## What to produce
The listing below should be printed exactly, every line of it. Skip the pictures.

Entries taken from a collection
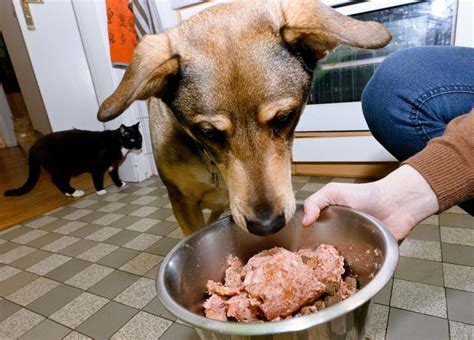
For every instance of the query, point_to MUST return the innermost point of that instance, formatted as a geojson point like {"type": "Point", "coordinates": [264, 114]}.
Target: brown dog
{"type": "Point", "coordinates": [228, 87]}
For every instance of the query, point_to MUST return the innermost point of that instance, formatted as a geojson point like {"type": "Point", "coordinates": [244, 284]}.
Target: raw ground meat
{"type": "Point", "coordinates": [277, 284]}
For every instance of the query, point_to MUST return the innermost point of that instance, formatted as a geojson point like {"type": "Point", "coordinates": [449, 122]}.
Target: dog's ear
{"type": "Point", "coordinates": [152, 63]}
{"type": "Point", "coordinates": [317, 28]}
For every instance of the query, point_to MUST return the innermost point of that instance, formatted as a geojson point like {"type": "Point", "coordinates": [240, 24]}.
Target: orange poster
{"type": "Point", "coordinates": [122, 36]}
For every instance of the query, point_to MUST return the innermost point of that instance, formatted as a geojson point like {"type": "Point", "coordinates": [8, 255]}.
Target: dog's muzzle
{"type": "Point", "coordinates": [266, 226]}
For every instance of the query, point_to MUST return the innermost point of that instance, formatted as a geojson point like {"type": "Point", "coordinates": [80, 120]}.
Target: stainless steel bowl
{"type": "Point", "coordinates": [184, 273]}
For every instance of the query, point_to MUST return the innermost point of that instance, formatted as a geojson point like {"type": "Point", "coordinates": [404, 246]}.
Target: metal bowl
{"type": "Point", "coordinates": [184, 273]}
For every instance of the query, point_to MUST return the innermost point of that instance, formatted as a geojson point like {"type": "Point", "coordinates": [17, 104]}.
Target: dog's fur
{"type": "Point", "coordinates": [234, 80]}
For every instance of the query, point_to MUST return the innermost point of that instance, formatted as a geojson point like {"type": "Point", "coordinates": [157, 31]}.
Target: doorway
{"type": "Point", "coordinates": [21, 125]}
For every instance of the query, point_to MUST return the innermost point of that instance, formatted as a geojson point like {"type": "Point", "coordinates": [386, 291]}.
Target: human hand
{"type": "Point", "coordinates": [400, 200]}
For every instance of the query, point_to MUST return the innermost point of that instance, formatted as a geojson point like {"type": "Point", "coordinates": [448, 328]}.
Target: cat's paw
{"type": "Point", "coordinates": [78, 193]}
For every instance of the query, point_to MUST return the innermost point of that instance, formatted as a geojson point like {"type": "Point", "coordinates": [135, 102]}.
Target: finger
{"type": "Point", "coordinates": [314, 204]}
{"type": "Point", "coordinates": [311, 212]}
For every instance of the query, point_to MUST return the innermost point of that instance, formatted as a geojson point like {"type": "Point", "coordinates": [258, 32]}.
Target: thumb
{"type": "Point", "coordinates": [315, 203]}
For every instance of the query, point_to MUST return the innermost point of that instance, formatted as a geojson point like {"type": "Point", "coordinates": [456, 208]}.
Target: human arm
{"type": "Point", "coordinates": [436, 178]}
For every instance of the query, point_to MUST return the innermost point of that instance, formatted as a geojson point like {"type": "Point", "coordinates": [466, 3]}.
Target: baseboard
{"type": "Point", "coordinates": [355, 170]}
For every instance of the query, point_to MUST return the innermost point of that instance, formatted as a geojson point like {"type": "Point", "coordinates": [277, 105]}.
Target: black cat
{"type": "Point", "coordinates": [70, 153]}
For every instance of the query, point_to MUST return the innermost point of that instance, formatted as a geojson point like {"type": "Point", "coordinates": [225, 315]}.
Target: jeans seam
{"type": "Point", "coordinates": [425, 96]}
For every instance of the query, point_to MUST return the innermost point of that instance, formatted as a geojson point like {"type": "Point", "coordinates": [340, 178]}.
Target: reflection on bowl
{"type": "Point", "coordinates": [202, 256]}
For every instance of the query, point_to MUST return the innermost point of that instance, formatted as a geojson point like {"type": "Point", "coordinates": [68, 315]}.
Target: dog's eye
{"type": "Point", "coordinates": [281, 120]}
{"type": "Point", "coordinates": [209, 133]}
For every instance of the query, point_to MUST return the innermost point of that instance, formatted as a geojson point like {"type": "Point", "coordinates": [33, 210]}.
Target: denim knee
{"type": "Point", "coordinates": [385, 111]}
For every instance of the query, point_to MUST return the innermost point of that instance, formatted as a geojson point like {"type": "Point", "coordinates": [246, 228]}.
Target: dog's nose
{"type": "Point", "coordinates": [266, 226]}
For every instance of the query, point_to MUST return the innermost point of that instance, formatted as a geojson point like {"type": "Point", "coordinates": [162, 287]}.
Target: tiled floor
{"type": "Point", "coordinates": [87, 270]}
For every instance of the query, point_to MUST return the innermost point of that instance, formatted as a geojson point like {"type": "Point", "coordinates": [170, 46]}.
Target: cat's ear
{"type": "Point", "coordinates": [123, 130]}
{"type": "Point", "coordinates": [152, 63]}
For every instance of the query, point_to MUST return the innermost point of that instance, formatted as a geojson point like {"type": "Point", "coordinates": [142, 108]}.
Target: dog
{"type": "Point", "coordinates": [227, 88]}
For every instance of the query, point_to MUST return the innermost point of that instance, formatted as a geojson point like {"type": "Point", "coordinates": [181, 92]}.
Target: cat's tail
{"type": "Point", "coordinates": [35, 167]}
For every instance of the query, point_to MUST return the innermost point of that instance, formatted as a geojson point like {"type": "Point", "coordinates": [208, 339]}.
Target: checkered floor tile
{"type": "Point", "coordinates": [87, 270]}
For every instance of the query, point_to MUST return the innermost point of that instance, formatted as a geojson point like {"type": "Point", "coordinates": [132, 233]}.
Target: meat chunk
{"type": "Point", "coordinates": [282, 282]}
{"type": "Point", "coordinates": [277, 284]}
{"type": "Point", "coordinates": [216, 308]}
{"type": "Point", "coordinates": [233, 274]}
{"type": "Point", "coordinates": [243, 308]}
{"type": "Point", "coordinates": [327, 262]}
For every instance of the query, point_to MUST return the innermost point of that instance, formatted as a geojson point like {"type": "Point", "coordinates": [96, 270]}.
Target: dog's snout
{"type": "Point", "coordinates": [266, 226]}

## Correct result
For every instance of the query, point_to MUST return the innermost point of that instance, formatted as a geojson point like {"type": "Point", "coordinates": [264, 114]}.
Target: brown dog
{"type": "Point", "coordinates": [228, 87]}
For every instance of the query, point_to MUST return the innermost point of that instance, formatted as a geojson point like {"type": "Point", "coordinates": [244, 284]}.
Target: raw ground meat
{"type": "Point", "coordinates": [277, 284]}
For every instance of the query, point_to MUST return the innermost point of that instance, formatted as a geojson point like {"type": "Point", "coordinates": [449, 122]}.
Target: dog's ear
{"type": "Point", "coordinates": [152, 63]}
{"type": "Point", "coordinates": [317, 28]}
For every instance of the query, point_to MUST return the innermost point of that instance, formatted as a geojson point like {"type": "Point", "coordinates": [240, 24]}.
Target: orange poster
{"type": "Point", "coordinates": [122, 36]}
For every instance of the query, point_to MUST return the innermost point of that instance, formatted as a geojson point like {"type": "Point", "coordinates": [8, 255]}.
Target: dog's muzzle
{"type": "Point", "coordinates": [266, 226]}
For every instance of the query, point_to MUST return the innermost point of that instance, formatted as a geojson point like {"type": "Point", "coordinates": [80, 120]}.
Target: stainless steel bowl
{"type": "Point", "coordinates": [184, 273]}
For every instance of the query, point_to MUST return the innermost point of that instance, formatted as a geojson point like {"type": "Point", "coordinates": [404, 246]}.
Target: metal bowl
{"type": "Point", "coordinates": [184, 273]}
For every instance of the query, point_to MUST return the innermost point of that instance, formatted as a geojson point like {"type": "Point", "coordinates": [17, 104]}.
Target: dog's fur
{"type": "Point", "coordinates": [234, 80]}
For every instance of the query, point_to MUST return the innermost point of that instance, formatted as a geojson point like {"type": "Point", "coordinates": [157, 31]}.
Target: doorway
{"type": "Point", "coordinates": [21, 125]}
For every instance of the query, point_to MUST return the innermost point of that instance, formatted as a geojson point like {"type": "Point", "coordinates": [386, 291]}.
Target: human hand
{"type": "Point", "coordinates": [400, 200]}
For every instance of the query, point_to MUST return the innermost point of that instance, formatted as a geojson point like {"type": "Point", "coordinates": [448, 328]}.
Target: cat's paw
{"type": "Point", "coordinates": [78, 193]}
For every instance of the query, point_to MUST return the innermost point of that instance, formatted as a geojson point like {"type": "Point", "coordinates": [135, 102]}.
Target: finger
{"type": "Point", "coordinates": [314, 204]}
{"type": "Point", "coordinates": [311, 212]}
For every instance of the query, point_to MUST return the innermost point of that instance, formatted as a geojson point like {"type": "Point", "coordinates": [258, 32]}.
Target: thumb
{"type": "Point", "coordinates": [315, 203]}
For every instance of the query, point_to MUST return the innermost point of that instance, formatted as a geojson point like {"type": "Point", "coordinates": [456, 208]}.
Target: human arm
{"type": "Point", "coordinates": [436, 178]}
For every instance of the query, point_to MUST return the innermost point of that instance, formatted as a geojson point like {"type": "Point", "coordinates": [466, 3]}.
Target: baseboard
{"type": "Point", "coordinates": [355, 170]}
For every instance of the query, point_to MUST return the innermost point of that instance, formatted as a geojson point like {"type": "Point", "coordinates": [277, 105]}.
Target: black cat
{"type": "Point", "coordinates": [70, 153]}
For every instance of the query, point_to MUST return the innermost point of that instance, formatted as a geojson point like {"type": "Point", "coordinates": [225, 315]}.
Target: jeans seam
{"type": "Point", "coordinates": [425, 96]}
For every instance of the query, point_to MUST return the innermost point of that instance, formatted as a geojson point like {"type": "Point", "coordinates": [340, 178]}.
Target: reflection on bowl
{"type": "Point", "coordinates": [202, 256]}
For every instance of the query, point_to MUST return the innermost point of that instance, formatted as a geojson point like {"type": "Point", "coordinates": [68, 315]}.
Target: dog's eye
{"type": "Point", "coordinates": [281, 120]}
{"type": "Point", "coordinates": [209, 133]}
For every instance of the query, point_to MUST return the innermost point of that instance, formatted as a geojson point like {"type": "Point", "coordinates": [33, 210]}.
Target: denim knee
{"type": "Point", "coordinates": [385, 111]}
For every instance of the query, point_to MUST return the innermost point of that instance, formatted as a geojson point like {"type": "Point", "coordinates": [246, 228]}.
Target: dog's nose
{"type": "Point", "coordinates": [266, 226]}
For every instance of the query, point_to MUST return the innermost point of that instance, formatted as a geojson point like {"type": "Point", "coordinates": [162, 287]}.
Target: tiled floor
{"type": "Point", "coordinates": [87, 270]}
For every instance of the query, point_to MUST return the innermost point of that instance, formatted as a geojson point like {"type": "Point", "coordinates": [170, 46]}.
Target: cat's ear
{"type": "Point", "coordinates": [123, 130]}
{"type": "Point", "coordinates": [152, 63]}
For every instance of the query, point_to MUST return the innermost point of that instance, formatted as a geojson point like {"type": "Point", "coordinates": [142, 108]}.
Target: dog
{"type": "Point", "coordinates": [227, 88]}
For every instance of the query, point_to MUST return the innermost point of that instance, formatted as a geojson point like {"type": "Point", "coordinates": [181, 92]}.
Target: cat's tail
{"type": "Point", "coordinates": [35, 167]}
For every instance of the query, point_to MUST return the innermost point of that instance, formatted as a geojson point like {"type": "Point", "coordinates": [208, 339]}.
Target: checkered floor tile
{"type": "Point", "coordinates": [87, 270]}
For every instance of the query, point_to MUST return the innermost point of that instance, formatted as a geojson point like {"type": "Point", "coordinates": [132, 233]}.
Target: meat chunk
{"type": "Point", "coordinates": [282, 282]}
{"type": "Point", "coordinates": [277, 284]}
{"type": "Point", "coordinates": [216, 308]}
{"type": "Point", "coordinates": [233, 274]}
{"type": "Point", "coordinates": [243, 308]}
{"type": "Point", "coordinates": [327, 262]}
For every instance of the query, point_to MUST return the innermost point of that instance, formatted as a geojson point like {"type": "Point", "coordinates": [96, 270]}.
Target: dog's snout
{"type": "Point", "coordinates": [266, 226]}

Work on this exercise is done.